-------- 阅读材料
以下描述中,为了说明而不是为了限定,提出了诸如特定系统结构、接口、技术之类的具体细节,以便透彻理解本申请。
本文中术语“系统”和“网络”在本文中常被可互换使用。本文中术语“和/或”,仅仅是一种描述关联对象的关联关系,可以存在三种关系,例如,A和/或B,可以:单独存在A,同时存在A和B,单独存在B这三种情况。另外,本文中字符“/”,一般前后关联对象是一种“或”的关系。此外,本文中的“多”两个或者多于两个。
请参阅图1,图1是本申请人机回圈方法一实施例的流程示意图。具体而言,可以包括如下步骤:
步骤S11:获取待处理图像。
本实施例的待处理图像与目标任务相对应。在一个应用场景中,当目标任务为垃圾分类检测时,待处理图像为垃圾图像。在另一个应用场景中,当目标任务为城市烟火检测时,待处理图像为城市烟火图像。在又一个应用场景中,当目标任务为河道漂浮物检测时,待处理图像为河道图像。至少一个神经网络的具体对象与领域在此不做限定。
本实施例中,先获取到待处理图像,其中,待处理图像是至少一个神经网络进行应用后、在应用环境中获取到的图像。在一个应用场景中,当至少一个神经网络为河道漂浮物检测模型时,将河道漂浮物检测模型应用于某条河道的环境检测后,待处理图像为应用河道漂浮物检测模型后基于该河道所拍摄的图片。
步骤S12:通过目标任务对应的至少一个神经网络对待处理图像中的各目标对象进行推理,得到各目标对象的预测结果。
----------------
> [任务]
a – 阅读材料开头提到,文中给出了系统结构、接口、技术这类具体细节。照阅读材料的说法,给出这些细节是为了什么?用一到三句话回答。
b – 阅读材料在讲待处理图像时举了几个应用场景,把其中提到的目标任务全部列出来。
c – 根据阅读材料回答:
(i) 文中的“多”指多少个?
(ii) 步骤S11要做什么?
(iii) 步骤S12最后得到的是什么?
后面列出的各行和阅读材料没有关系。
-------- 展示数据
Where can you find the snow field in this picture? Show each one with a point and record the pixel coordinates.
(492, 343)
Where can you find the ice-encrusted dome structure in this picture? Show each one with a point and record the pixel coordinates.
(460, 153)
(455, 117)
----------------
> [完整答案]
a – 给出这些细节是为了说明,而不是为了限定。这样做是为了让人透彻理解本申请。

b – 垃圾分类检测;城市烟火检测;河道漂浮物检测。

c –
(i) 两个或者多于两个。
(ii) 获取待处理图像。
(iii) 各目标对象的预测结果。